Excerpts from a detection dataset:

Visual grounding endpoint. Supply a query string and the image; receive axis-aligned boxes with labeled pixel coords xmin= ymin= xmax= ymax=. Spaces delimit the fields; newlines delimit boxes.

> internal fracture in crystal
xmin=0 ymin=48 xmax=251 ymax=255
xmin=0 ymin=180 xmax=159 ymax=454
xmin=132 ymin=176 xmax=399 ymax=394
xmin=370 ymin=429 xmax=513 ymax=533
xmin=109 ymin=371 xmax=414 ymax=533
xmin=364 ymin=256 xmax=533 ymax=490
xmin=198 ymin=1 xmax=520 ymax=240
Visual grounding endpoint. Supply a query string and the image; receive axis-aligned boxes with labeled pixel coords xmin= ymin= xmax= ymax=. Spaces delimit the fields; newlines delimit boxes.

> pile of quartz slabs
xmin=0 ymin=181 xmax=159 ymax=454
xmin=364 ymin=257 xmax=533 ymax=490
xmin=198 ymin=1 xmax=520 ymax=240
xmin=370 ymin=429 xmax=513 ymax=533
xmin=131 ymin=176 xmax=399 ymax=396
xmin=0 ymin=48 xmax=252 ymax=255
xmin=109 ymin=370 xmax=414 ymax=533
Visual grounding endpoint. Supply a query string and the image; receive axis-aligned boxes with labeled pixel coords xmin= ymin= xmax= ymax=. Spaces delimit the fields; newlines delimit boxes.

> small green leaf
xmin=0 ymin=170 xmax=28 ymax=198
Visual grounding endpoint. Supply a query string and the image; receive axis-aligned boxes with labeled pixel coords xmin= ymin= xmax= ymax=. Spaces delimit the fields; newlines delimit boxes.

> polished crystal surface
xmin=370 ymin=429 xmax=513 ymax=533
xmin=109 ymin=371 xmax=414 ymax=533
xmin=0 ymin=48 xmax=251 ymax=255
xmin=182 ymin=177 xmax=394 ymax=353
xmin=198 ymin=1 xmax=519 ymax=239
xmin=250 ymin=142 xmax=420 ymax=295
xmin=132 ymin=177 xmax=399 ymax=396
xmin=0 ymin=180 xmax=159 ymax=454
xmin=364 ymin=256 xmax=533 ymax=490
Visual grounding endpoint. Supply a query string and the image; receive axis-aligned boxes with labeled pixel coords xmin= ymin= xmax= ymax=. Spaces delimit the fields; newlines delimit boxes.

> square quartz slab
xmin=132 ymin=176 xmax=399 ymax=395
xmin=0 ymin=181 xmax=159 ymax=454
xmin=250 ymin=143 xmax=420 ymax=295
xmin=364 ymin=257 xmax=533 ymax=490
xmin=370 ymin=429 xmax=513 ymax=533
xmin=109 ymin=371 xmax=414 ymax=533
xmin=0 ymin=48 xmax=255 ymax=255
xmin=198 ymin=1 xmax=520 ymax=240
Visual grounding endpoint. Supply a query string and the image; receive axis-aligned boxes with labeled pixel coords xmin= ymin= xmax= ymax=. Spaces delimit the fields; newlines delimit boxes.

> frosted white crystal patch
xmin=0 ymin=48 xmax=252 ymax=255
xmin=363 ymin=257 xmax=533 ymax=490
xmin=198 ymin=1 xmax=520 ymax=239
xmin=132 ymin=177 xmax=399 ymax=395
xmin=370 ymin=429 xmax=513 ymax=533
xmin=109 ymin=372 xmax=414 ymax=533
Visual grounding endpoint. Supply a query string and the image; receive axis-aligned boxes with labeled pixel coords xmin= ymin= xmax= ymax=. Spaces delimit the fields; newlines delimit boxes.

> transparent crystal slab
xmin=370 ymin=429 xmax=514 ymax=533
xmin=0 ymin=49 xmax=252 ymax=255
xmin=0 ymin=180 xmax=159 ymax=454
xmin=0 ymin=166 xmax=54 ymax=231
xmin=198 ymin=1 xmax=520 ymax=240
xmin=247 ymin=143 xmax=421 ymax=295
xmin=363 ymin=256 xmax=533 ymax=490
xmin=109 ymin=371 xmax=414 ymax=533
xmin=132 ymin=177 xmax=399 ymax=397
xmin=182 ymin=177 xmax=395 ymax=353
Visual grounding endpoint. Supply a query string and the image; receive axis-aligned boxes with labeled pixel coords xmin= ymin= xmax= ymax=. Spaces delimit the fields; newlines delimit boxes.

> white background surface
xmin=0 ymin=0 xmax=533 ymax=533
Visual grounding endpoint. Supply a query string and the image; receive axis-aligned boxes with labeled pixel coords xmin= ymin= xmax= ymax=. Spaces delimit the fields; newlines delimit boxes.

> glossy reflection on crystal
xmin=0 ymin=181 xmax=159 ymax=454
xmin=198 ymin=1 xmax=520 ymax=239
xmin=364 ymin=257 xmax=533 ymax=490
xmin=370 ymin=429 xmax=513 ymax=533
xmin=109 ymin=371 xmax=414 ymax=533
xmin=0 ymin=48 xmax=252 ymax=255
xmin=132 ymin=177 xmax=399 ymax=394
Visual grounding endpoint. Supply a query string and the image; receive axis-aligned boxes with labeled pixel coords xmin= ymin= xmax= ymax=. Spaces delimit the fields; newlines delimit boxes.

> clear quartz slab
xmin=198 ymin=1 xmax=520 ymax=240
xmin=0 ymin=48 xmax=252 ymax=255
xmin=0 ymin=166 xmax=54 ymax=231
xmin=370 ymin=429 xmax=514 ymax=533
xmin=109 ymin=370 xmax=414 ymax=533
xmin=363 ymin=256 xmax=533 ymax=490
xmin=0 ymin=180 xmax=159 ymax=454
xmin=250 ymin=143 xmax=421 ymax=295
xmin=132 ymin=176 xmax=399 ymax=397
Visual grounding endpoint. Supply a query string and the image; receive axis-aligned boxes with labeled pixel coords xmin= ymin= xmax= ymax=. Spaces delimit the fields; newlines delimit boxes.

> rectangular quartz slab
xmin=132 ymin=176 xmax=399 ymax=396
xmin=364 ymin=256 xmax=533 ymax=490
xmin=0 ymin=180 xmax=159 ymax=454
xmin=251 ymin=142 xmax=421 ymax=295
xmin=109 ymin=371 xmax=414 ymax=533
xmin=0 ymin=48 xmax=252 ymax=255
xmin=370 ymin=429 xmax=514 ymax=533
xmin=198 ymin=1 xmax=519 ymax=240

> EXERCISE: Extract every line of the material above that contains the string "surface", treating uppercase and lowercase letters as distinct.

> SOLUTION TO THIS PROBLEM:
> polished crystal surface
> white background surface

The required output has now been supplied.